Start of DATA TO PROCESS
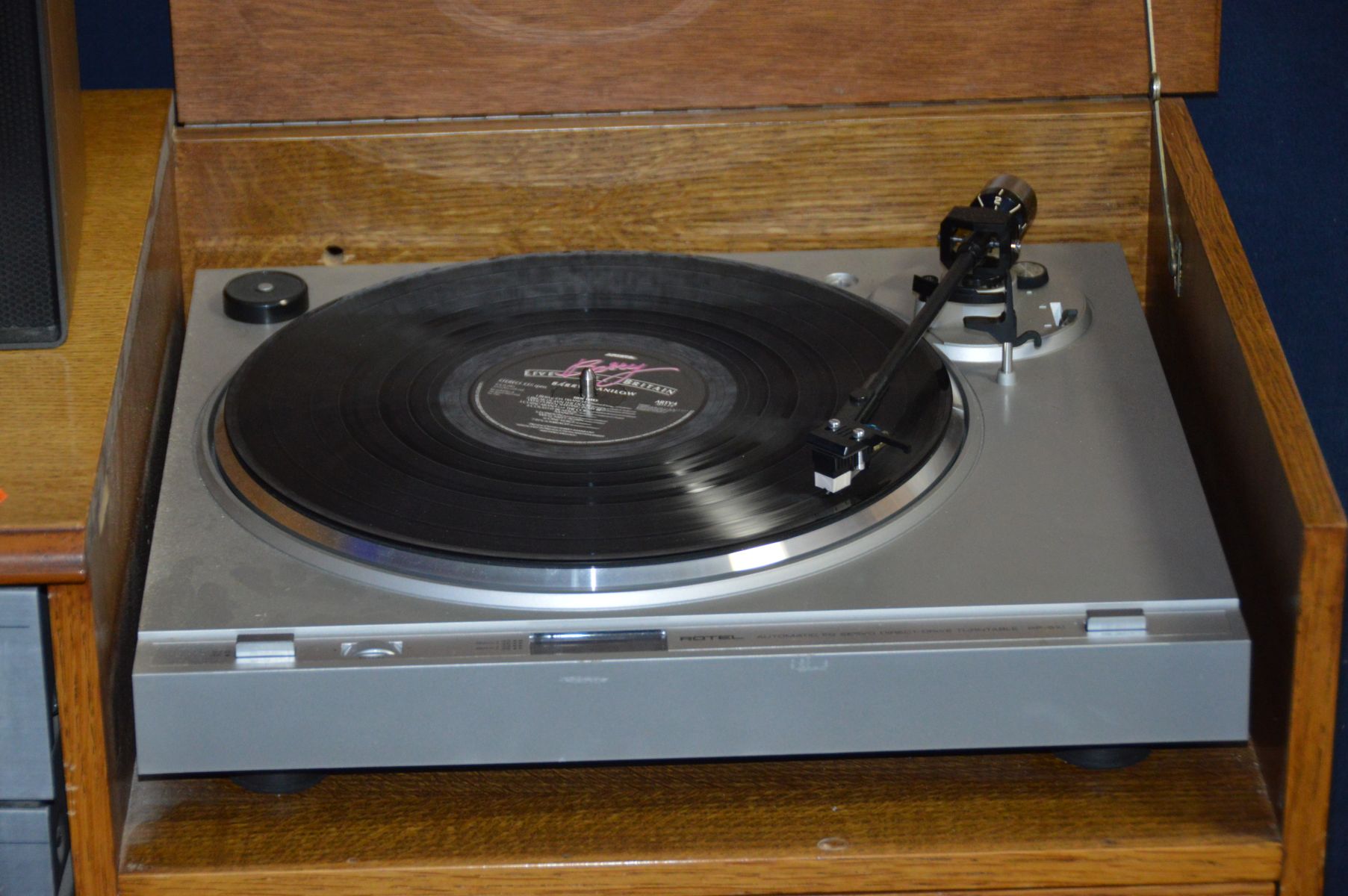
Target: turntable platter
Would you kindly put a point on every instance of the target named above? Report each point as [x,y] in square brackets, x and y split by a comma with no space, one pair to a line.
[594,408]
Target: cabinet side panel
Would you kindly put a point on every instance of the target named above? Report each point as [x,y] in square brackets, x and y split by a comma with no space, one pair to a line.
[1276,507]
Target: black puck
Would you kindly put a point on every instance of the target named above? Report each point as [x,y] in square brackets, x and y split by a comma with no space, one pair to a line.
[266,296]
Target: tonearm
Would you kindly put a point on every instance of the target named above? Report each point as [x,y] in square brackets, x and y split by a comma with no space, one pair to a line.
[979,244]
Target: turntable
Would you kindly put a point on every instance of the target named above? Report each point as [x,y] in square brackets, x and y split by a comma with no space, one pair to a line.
[623,505]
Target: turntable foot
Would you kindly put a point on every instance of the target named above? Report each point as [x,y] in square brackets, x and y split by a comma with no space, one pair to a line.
[1103,758]
[278,782]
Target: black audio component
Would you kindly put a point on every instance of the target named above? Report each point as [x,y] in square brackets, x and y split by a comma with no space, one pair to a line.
[41,170]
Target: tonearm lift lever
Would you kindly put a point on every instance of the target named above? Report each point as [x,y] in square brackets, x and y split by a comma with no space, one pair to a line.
[979,244]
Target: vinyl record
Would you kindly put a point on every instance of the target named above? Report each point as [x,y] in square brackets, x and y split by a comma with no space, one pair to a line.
[447,413]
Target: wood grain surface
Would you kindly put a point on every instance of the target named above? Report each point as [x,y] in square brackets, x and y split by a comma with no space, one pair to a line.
[906,824]
[305,60]
[1276,505]
[84,743]
[677,182]
[55,403]
[93,624]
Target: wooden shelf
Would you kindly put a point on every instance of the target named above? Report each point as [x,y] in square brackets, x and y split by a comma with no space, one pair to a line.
[899,824]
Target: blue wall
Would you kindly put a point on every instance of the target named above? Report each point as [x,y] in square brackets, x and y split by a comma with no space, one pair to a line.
[1277,137]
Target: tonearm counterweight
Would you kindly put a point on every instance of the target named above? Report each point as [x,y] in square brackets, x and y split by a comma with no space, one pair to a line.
[979,246]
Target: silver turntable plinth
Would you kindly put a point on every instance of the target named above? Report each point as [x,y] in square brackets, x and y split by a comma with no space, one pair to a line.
[1056,582]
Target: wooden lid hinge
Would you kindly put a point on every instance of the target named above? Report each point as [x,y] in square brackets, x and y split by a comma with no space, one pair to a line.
[1175,249]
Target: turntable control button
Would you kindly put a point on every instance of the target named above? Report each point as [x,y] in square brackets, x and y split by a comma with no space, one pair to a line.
[266,296]
[264,648]
[1115,621]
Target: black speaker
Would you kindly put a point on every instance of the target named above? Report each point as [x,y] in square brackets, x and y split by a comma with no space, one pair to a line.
[41,170]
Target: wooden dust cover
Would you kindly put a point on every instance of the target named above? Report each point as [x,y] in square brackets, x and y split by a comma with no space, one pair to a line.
[252,61]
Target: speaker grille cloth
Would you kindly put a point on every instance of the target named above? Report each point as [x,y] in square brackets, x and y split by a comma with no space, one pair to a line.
[28,302]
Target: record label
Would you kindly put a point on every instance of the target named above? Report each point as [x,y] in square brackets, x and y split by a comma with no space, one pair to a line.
[636,393]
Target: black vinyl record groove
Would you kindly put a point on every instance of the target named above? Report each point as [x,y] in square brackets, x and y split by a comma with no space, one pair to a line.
[444,411]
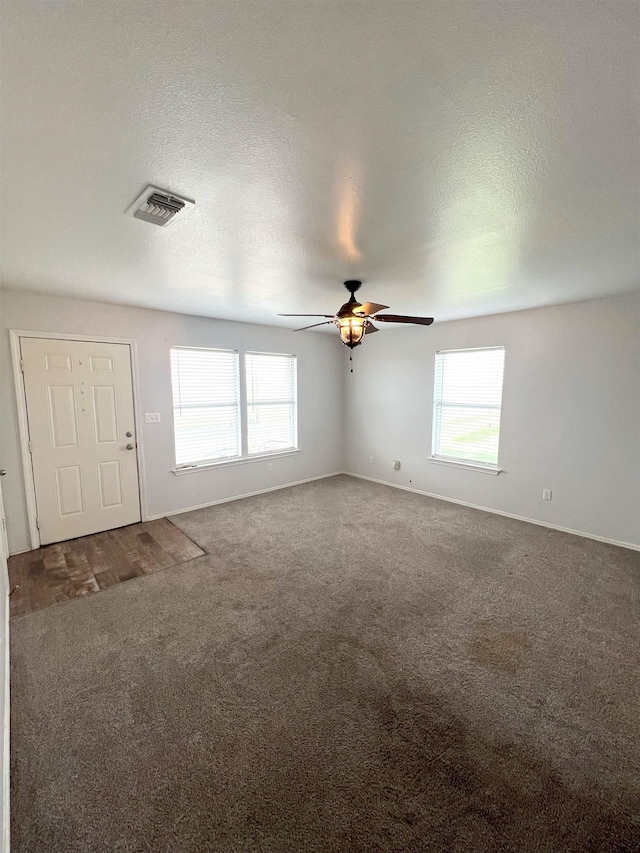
End of DATA TO PROCESS
§ **REQUEST**
Find each line of the data above that contains the word "record", and copy those lines out in full. The match is case-sensitive.

§ **FINISHED ANSWER**
Target: vinyl record
Target: record label
Target: black vinyl record groove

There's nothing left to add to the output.